I has a similar experience. I started with Iodine last year after a few years of feeling miserable (undiagnosed hypothyroid), and then a few months of scary symptoms (dangerously hypothyroid), and then one day last summer, I went out for sushi and felt incredible, like a super hero. And decided Iodine was the answer to all of my problems. lol Well it was a lot more complicated than that!
You can probably find my original story from last year on this site if you want to read it.
Are you taking a multivitamin? Any b-vitamins? Vitamin A, C, E? If you are, how much? What form?
If there is one thing I've learned and would pass on from my year of recovery, it is that ALL the vitamins and minerals are important. No one nutrient is more important than the others. Iodine is NOT special. It may just happen to have been what you needed 8 months ago, but now, you are likely low in other things.
Take a look at your supplements and diet, and look for what you're not getting enough of. Even if you're taking it, maybe it's not in a form you are absorbing.
Celiac and thyroid both put you at risk for b-vitamin deficiency. Even just using iodine, and getting that boost of metabolism, puts you at risk.
Celiac and thyroid mean you are likely not great at absorbing any fat soluble vitamin, not just vitamin D. Vitamin D gets a lot of press lately, causing us to forget the other fat soluble vitamins, which are every bit as important. Labs don't have a way to test for vitamin A or E accurately, however, so for this reason alone, doctor's never talk about them. You need them for thyroid function, immunity, heart health, eyes, skin, hair, and on and on.

## RECORDED DATA

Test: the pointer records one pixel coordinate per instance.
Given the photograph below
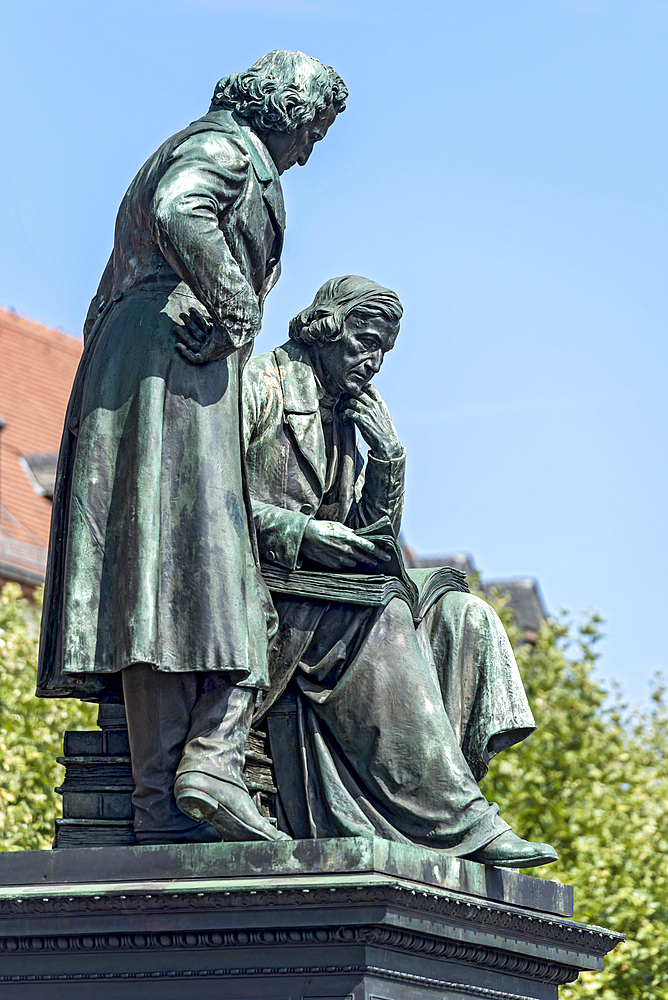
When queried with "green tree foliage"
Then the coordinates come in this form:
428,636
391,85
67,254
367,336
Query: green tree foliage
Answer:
31,732
593,781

## EXERCISE INSTRUCTIONS
Rewrite the post about iodine and vitamins from "I has a similar" through "to read it.", inclusive, with "sushi" changed to "pizza".

## WRITTEN ANSWER
I has a similar experience. I started with Iodine last year after a few years of feeling miserable (undiagnosed hypothyroid), and then a few months of scary symptoms (dangerously hypothyroid), and then one day last summer, I went out for pizza and felt incredible, like a super hero. And decided Iodine was the answer to all of my problems. lol Well it was a lot more complicated than that!
You can probably find my original story from last year on this site if you want to read it.